PROBLEM REQUIREMENTS – Pull every line with "roof" from the data below and copy it.

(Point localization data)
━━━━━━━━

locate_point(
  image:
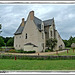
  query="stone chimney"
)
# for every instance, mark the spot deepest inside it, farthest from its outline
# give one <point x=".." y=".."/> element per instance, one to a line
<point x="31" y="15"/>
<point x="22" y="24"/>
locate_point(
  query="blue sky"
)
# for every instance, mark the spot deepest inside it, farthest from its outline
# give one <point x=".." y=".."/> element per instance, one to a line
<point x="64" y="15"/>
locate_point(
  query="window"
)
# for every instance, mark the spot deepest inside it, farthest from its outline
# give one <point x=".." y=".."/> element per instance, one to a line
<point x="26" y="36"/>
<point x="51" y="33"/>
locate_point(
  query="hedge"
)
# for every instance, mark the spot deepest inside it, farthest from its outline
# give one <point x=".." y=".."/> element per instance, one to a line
<point x="25" y="57"/>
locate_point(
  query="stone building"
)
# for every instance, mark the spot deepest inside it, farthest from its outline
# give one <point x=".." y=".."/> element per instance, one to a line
<point x="33" y="33"/>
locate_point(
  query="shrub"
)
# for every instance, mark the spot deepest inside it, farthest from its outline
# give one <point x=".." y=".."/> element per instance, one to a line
<point x="12" y="51"/>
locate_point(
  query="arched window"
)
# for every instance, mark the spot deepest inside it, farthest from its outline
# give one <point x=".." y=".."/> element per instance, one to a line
<point x="26" y="36"/>
<point x="42" y="36"/>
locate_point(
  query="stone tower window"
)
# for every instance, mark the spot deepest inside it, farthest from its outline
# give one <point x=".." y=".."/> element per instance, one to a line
<point x="26" y="35"/>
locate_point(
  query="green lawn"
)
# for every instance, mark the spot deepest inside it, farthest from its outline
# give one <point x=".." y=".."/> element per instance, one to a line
<point x="70" y="52"/>
<point x="10" y="64"/>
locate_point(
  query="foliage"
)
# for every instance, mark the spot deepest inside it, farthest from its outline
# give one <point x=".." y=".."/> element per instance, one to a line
<point x="2" y="42"/>
<point x="20" y="51"/>
<point x="0" y="28"/>
<point x="51" y="43"/>
<point x="9" y="64"/>
<point x="10" y="42"/>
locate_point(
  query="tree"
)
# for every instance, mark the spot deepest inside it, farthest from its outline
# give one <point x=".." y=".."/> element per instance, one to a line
<point x="1" y="42"/>
<point x="51" y="43"/>
<point x="10" y="42"/>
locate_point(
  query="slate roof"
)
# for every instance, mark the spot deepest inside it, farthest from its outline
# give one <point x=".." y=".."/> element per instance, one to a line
<point x="31" y="44"/>
<point x="48" y="22"/>
<point x="20" y="29"/>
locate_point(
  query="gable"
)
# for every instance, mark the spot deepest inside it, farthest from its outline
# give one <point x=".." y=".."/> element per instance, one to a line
<point x="20" y="29"/>
<point x="48" y="22"/>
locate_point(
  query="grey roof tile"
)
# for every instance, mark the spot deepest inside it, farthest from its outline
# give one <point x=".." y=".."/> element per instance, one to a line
<point x="48" y="22"/>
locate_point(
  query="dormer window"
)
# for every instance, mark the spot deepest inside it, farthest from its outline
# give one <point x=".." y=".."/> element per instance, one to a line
<point x="26" y="36"/>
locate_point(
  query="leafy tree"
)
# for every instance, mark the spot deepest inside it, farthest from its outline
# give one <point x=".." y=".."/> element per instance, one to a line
<point x="51" y="43"/>
<point x="1" y="42"/>
<point x="10" y="42"/>
<point x="0" y="28"/>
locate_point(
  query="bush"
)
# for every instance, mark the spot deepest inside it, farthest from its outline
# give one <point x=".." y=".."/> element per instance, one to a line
<point x="22" y="51"/>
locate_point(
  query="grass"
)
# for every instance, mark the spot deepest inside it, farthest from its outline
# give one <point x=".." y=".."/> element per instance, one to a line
<point x="70" y="52"/>
<point x="11" y="64"/>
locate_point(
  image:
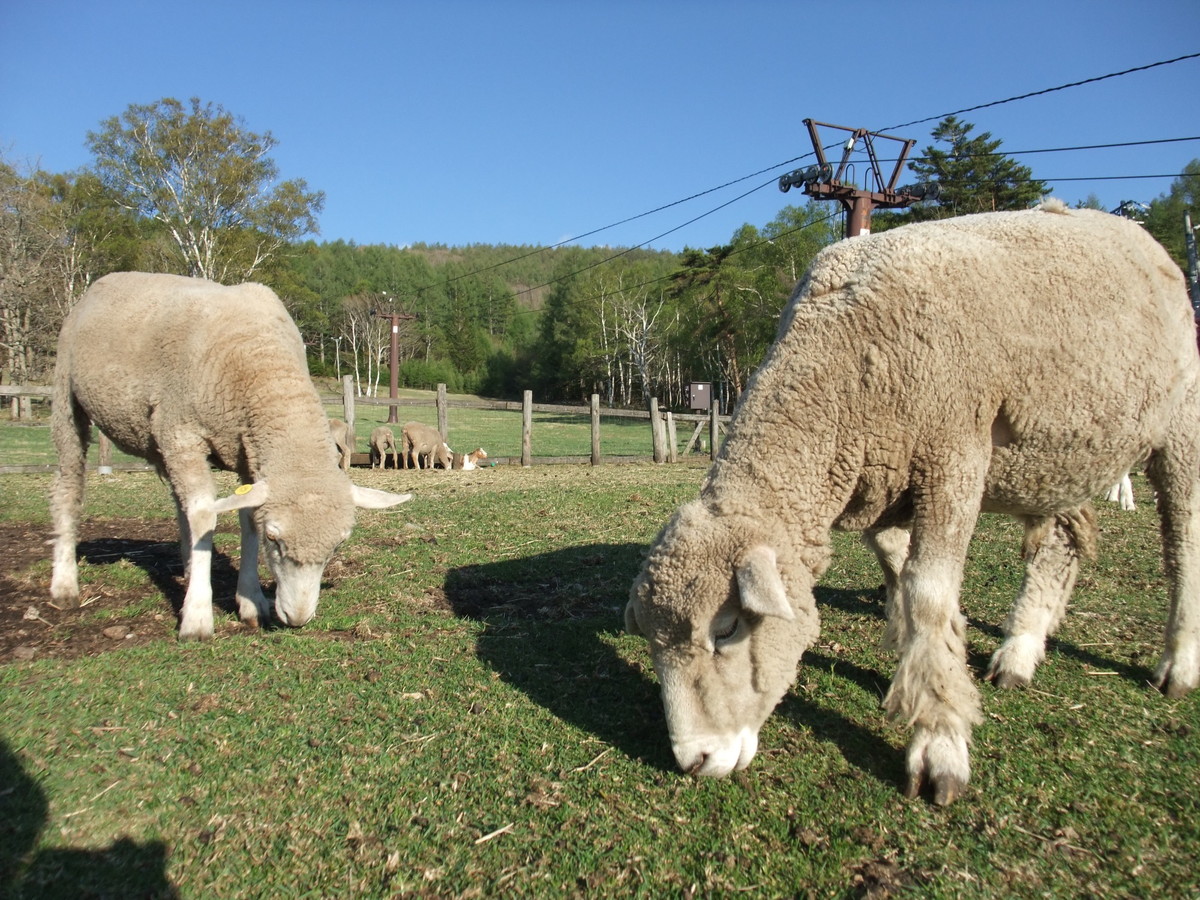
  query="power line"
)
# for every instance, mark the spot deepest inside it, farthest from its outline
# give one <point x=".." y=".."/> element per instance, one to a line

━━━━━━━━

COMPLETED TASK –
  query="slate roof"
  query="grey roof tile"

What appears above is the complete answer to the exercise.